***** Text for analysis *****

Leslie Brody & The Inspiration of Jessica Mitford

You know, we haven’t had a biographer drop by Beatrice in a while, so I’m delighted to share this essay from Leslie Brody about what led her to write Irrepressible: The Life and Times of Jessica Mitford and the inspiration she drew from her subject. I confess I haven’t had a chance to do more than glance at this title yet, for reasons that will become apparent over the next few days, but Mitford’s life sounds fascinating—I’m looking forward to eventually learning more.
I wanted to write a biography about someone who managed to hold on to the dreams of her youth. This elusive art was exactly what Jessica Mitford, as writer and provacateuse, triumphantly practiced all her long and adventurous life.
When I first read Mitford’s memoir Hons and Rebels, I was charmed by her rebellious and funny voice, and delighted to discover that she had left home at seventeen and set off to change the world on a utopian model. My escape at the same age was considerably less dramatic and I was fortunate to find a home in a counterculture that supported my initial wanderings and exercises in journalism.

*****

Task brief: Write out everything from "Leslie Brody &" down to "eventually learning more." in the text about Jessica Mitford, without changing a word. The listing that comes next is separate material and has no connection to the text about Jessica Mitford.

***** Data excerpt *****

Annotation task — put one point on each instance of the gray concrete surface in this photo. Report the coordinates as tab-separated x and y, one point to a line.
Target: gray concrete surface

*****

Your response:
Leslie Brody & The Inspiration of Jessica Mitford

You know, we haven’t had a biographer drop by Beatrice in a while, so I’m delighted to share this essay from Leslie Brody about what led her to write Irrepressible: The Life and Times of Jessica Mitford and the inspiration she drew from her subject. I confess I haven’t had a chance to do more than glance at this title yet, for reasons that will become apparent over the next few days, but Mitford’s life sounds fascinating—I’m looking forward to eventually learning more.